------ Data lines ------
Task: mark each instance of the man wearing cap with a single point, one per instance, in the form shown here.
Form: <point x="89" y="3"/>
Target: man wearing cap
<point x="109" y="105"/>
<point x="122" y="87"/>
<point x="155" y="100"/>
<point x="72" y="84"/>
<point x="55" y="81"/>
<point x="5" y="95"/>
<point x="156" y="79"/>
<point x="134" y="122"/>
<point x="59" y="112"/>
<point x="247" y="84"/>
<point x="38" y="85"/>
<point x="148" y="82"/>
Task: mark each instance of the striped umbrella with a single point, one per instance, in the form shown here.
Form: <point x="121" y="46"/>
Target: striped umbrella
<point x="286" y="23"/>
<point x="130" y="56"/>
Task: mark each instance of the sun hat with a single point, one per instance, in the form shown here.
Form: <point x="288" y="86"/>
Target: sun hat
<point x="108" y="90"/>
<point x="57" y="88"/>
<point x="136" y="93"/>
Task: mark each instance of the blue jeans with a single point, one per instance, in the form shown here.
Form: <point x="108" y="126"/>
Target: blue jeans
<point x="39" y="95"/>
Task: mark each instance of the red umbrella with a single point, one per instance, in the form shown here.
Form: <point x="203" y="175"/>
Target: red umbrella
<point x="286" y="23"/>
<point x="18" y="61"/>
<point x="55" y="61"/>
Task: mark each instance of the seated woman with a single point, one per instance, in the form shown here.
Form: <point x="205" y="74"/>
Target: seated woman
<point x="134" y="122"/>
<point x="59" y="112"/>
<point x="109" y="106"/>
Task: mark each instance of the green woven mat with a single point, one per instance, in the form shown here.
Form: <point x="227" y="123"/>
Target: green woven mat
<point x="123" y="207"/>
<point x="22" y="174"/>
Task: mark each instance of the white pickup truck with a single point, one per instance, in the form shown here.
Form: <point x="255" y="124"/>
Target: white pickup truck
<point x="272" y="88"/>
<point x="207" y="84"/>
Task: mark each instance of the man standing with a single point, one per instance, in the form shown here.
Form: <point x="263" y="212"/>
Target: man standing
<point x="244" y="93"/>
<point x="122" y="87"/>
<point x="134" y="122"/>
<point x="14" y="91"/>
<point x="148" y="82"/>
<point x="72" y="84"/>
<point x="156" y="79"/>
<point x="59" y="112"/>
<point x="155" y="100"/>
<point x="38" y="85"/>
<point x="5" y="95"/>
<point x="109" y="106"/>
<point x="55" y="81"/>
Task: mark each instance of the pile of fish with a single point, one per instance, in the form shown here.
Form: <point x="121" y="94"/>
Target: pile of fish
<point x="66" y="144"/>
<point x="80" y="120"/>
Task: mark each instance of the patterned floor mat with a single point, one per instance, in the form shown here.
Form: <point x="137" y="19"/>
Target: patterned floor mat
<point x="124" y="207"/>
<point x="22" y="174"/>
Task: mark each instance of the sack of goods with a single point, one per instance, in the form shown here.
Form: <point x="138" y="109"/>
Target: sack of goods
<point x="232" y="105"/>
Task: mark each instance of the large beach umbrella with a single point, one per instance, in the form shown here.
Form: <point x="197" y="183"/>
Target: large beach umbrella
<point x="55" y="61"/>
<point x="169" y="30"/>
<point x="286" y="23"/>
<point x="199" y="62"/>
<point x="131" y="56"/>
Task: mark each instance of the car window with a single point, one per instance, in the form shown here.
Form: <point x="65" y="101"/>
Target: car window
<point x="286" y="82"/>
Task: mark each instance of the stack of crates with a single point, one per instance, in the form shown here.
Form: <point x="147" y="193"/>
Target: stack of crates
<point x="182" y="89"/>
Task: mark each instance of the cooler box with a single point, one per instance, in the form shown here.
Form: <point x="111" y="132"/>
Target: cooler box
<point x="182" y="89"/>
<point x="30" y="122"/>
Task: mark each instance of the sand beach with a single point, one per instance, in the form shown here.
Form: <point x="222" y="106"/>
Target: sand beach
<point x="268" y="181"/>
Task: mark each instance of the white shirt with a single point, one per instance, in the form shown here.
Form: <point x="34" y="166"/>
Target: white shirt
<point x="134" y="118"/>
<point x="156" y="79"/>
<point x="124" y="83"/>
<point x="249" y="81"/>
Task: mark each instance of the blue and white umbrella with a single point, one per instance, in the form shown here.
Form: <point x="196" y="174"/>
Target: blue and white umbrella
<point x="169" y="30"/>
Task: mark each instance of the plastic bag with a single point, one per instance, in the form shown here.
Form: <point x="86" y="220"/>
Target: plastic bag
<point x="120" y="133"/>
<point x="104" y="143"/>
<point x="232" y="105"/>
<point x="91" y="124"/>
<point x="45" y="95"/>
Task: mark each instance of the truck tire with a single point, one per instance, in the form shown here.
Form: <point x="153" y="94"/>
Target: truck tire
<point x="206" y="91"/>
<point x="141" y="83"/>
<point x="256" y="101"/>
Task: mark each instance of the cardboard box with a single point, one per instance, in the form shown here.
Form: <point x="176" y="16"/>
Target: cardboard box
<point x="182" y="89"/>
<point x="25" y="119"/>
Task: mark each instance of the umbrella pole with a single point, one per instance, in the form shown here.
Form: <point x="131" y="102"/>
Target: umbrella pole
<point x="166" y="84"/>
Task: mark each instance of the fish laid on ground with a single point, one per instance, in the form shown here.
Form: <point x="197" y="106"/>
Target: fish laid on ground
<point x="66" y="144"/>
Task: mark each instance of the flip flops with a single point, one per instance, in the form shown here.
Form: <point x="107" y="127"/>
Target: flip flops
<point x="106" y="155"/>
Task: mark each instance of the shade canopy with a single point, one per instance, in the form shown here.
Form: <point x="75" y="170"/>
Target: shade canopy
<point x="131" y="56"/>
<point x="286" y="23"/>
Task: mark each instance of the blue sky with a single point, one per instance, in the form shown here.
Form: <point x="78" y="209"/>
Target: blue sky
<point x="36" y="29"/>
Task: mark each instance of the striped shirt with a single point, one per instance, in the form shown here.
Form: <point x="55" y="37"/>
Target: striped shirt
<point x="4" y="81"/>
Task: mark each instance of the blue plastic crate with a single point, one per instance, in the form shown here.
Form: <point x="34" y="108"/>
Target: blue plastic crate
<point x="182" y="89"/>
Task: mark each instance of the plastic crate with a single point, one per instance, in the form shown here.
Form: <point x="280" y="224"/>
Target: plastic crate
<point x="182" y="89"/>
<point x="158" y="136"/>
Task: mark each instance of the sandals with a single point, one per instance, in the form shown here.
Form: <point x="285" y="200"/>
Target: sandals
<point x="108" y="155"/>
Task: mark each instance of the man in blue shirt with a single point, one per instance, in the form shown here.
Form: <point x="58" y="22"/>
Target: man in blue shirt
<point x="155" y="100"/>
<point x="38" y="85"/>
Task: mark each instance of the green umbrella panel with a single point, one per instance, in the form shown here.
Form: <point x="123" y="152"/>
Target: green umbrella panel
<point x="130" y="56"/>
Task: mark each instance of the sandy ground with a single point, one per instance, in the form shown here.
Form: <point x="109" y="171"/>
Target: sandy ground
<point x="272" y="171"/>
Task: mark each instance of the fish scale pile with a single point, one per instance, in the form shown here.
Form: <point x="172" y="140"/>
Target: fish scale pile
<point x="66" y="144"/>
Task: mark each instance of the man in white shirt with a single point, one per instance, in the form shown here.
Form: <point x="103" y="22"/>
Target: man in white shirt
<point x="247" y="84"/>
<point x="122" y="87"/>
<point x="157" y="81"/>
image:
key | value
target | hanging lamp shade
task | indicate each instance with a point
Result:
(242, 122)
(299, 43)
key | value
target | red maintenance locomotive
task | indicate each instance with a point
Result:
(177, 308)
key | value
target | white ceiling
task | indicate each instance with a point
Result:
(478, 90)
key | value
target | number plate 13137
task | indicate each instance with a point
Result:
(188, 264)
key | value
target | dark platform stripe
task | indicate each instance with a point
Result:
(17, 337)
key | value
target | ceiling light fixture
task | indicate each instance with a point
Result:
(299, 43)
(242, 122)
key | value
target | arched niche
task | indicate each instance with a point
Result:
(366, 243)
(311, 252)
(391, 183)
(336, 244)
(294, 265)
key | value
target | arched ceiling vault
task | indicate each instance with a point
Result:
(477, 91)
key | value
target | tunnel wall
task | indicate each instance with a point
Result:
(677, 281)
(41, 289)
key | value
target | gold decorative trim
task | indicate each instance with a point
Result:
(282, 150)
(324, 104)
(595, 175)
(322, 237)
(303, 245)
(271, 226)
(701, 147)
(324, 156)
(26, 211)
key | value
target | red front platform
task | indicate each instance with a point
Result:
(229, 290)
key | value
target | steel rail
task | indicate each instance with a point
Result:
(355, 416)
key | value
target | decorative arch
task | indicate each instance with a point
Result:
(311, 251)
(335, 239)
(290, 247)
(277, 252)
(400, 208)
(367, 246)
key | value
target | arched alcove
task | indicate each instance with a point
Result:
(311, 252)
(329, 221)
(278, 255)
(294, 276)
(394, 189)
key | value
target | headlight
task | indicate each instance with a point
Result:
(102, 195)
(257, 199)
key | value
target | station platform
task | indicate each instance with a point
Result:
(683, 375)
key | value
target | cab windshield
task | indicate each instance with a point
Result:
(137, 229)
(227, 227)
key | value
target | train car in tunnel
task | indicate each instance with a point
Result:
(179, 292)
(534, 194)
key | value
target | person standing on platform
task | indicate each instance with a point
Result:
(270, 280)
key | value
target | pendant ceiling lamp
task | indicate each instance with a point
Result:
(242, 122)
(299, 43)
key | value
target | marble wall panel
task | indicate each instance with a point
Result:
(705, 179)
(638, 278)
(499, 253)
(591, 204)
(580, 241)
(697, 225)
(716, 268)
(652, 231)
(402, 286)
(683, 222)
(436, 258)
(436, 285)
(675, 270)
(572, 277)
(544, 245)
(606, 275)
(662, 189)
------
Brief => Copy out every line in the listing above that contains the string "shade".

The response =>
Task: mark each instance of the shade canopy with a single point, one per instance, in the form shown here.
Target: shade canopy
target | hanging lamp shade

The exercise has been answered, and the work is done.